(Task details):
Say nothing but the number of lines below in which the string "water" appears.

(Records for processing)

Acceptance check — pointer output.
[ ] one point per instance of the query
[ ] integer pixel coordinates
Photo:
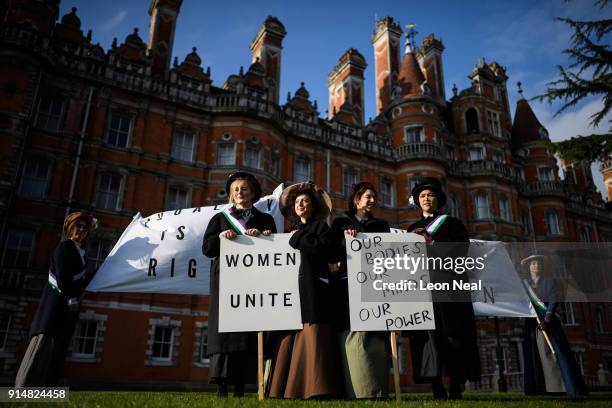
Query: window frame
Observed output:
(477, 214)
(128, 138)
(77, 336)
(22, 183)
(308, 162)
(557, 224)
(60, 117)
(5, 330)
(30, 250)
(233, 155)
(119, 203)
(175, 149)
(408, 134)
(385, 181)
(188, 198)
(170, 345)
(347, 183)
(255, 148)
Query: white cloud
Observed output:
(114, 21)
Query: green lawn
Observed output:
(207, 399)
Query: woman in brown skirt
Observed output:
(305, 364)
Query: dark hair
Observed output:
(313, 200)
(358, 190)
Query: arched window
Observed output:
(471, 120)
(552, 222)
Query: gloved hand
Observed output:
(423, 232)
(545, 323)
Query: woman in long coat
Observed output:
(543, 371)
(452, 348)
(305, 363)
(58, 310)
(364, 355)
(233, 356)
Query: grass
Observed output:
(208, 399)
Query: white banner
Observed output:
(502, 293)
(372, 309)
(258, 284)
(162, 253)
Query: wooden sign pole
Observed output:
(260, 373)
(398, 395)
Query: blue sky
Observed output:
(521, 35)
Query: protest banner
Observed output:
(162, 253)
(258, 284)
(386, 310)
(502, 292)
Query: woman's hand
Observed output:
(423, 232)
(352, 232)
(227, 234)
(253, 232)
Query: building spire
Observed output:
(410, 34)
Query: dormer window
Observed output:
(413, 134)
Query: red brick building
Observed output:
(123, 130)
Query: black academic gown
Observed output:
(339, 281)
(220, 343)
(548, 290)
(452, 348)
(53, 317)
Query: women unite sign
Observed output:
(162, 253)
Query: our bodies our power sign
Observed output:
(258, 284)
(386, 310)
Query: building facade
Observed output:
(127, 130)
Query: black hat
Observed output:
(323, 204)
(429, 183)
(246, 176)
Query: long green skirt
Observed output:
(365, 364)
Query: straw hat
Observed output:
(323, 202)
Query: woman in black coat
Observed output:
(233, 356)
(57, 314)
(543, 371)
(305, 363)
(364, 355)
(452, 348)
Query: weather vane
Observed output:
(411, 32)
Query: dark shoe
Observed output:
(455, 390)
(239, 390)
(439, 392)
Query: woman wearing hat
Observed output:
(452, 348)
(543, 371)
(305, 363)
(364, 355)
(233, 356)
(57, 312)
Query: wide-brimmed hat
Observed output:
(72, 218)
(526, 261)
(248, 177)
(289, 194)
(429, 183)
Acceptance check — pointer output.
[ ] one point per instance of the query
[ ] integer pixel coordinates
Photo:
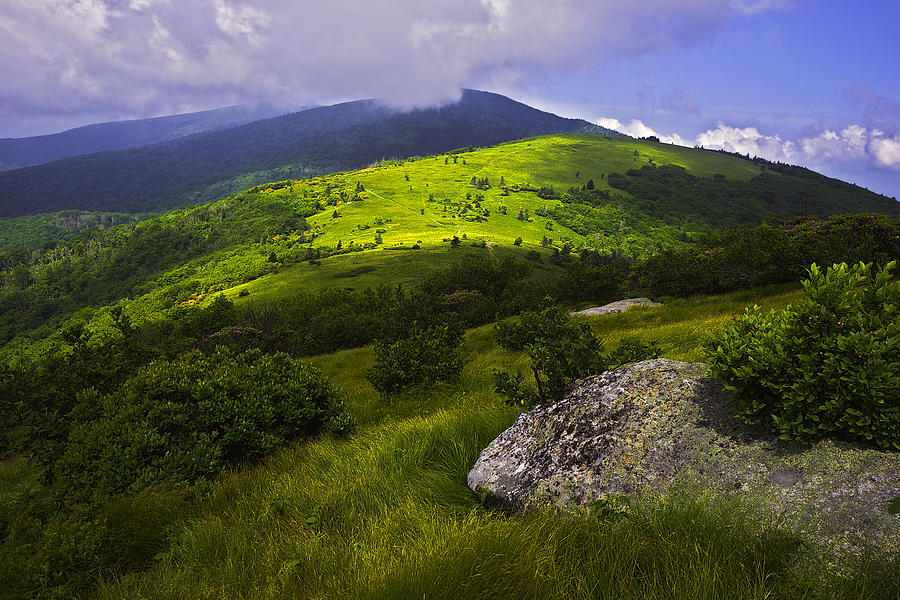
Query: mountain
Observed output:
(16, 153)
(396, 221)
(320, 140)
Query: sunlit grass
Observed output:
(386, 512)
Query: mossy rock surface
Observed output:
(645, 427)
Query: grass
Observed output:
(386, 512)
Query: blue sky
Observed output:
(811, 82)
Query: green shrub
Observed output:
(829, 366)
(425, 355)
(185, 420)
(561, 351)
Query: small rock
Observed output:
(614, 307)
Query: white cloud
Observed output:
(854, 145)
(637, 128)
(755, 7)
(850, 144)
(885, 151)
(747, 140)
(77, 56)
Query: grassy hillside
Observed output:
(393, 222)
(320, 140)
(385, 513)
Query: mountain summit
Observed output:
(316, 141)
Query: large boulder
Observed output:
(615, 307)
(642, 427)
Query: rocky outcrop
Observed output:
(614, 307)
(642, 427)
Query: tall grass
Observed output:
(386, 513)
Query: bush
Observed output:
(561, 351)
(185, 420)
(829, 366)
(426, 355)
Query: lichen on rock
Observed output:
(642, 427)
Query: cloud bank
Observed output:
(160, 56)
(854, 145)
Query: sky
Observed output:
(809, 82)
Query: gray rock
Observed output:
(640, 428)
(614, 307)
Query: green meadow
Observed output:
(386, 513)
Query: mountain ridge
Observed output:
(21, 152)
(317, 141)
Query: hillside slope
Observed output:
(16, 153)
(316, 141)
(394, 222)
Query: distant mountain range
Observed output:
(199, 168)
(120, 135)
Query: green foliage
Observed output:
(561, 351)
(673, 194)
(425, 355)
(768, 253)
(828, 366)
(181, 421)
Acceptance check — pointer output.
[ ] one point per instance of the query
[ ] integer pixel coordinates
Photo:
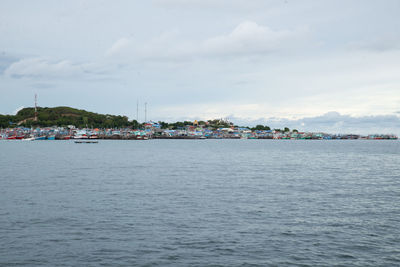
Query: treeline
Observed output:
(64, 116)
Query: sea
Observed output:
(200, 203)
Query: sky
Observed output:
(312, 65)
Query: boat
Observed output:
(86, 142)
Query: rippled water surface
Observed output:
(200, 203)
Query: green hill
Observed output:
(64, 116)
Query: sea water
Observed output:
(200, 203)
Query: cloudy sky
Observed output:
(314, 65)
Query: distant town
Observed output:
(65, 123)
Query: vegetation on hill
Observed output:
(64, 116)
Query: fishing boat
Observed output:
(86, 142)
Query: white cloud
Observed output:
(49, 69)
(18, 109)
(248, 38)
(119, 45)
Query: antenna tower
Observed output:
(137, 110)
(35, 107)
(145, 111)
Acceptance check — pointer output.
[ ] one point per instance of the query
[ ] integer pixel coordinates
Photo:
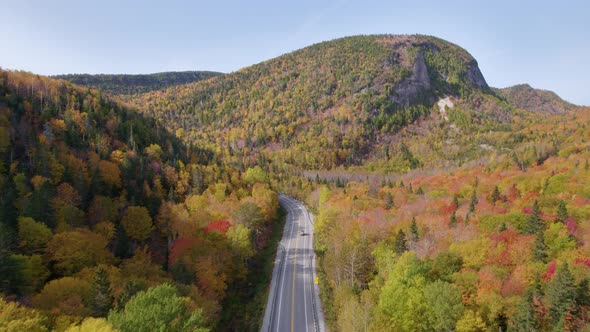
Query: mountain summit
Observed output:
(354, 91)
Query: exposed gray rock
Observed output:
(475, 77)
(413, 86)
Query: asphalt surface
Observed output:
(293, 302)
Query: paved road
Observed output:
(293, 301)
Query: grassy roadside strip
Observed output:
(244, 305)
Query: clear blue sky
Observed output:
(544, 43)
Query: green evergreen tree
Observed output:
(561, 293)
(414, 236)
(473, 202)
(158, 309)
(495, 195)
(101, 296)
(534, 223)
(388, 201)
(453, 221)
(583, 293)
(562, 213)
(131, 288)
(455, 201)
(540, 248)
(401, 244)
(525, 318)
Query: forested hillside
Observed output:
(441, 204)
(332, 104)
(526, 97)
(102, 212)
(501, 245)
(123, 84)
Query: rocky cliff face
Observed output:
(475, 76)
(415, 85)
(435, 75)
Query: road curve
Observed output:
(293, 300)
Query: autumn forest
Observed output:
(150, 202)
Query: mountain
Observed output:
(131, 84)
(526, 97)
(99, 202)
(331, 104)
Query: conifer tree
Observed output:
(561, 293)
(401, 244)
(534, 223)
(540, 248)
(388, 201)
(495, 195)
(562, 213)
(455, 201)
(473, 202)
(414, 236)
(101, 296)
(524, 319)
(453, 221)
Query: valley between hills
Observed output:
(141, 202)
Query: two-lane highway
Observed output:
(293, 301)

(End Records for processing)

(Result below):
2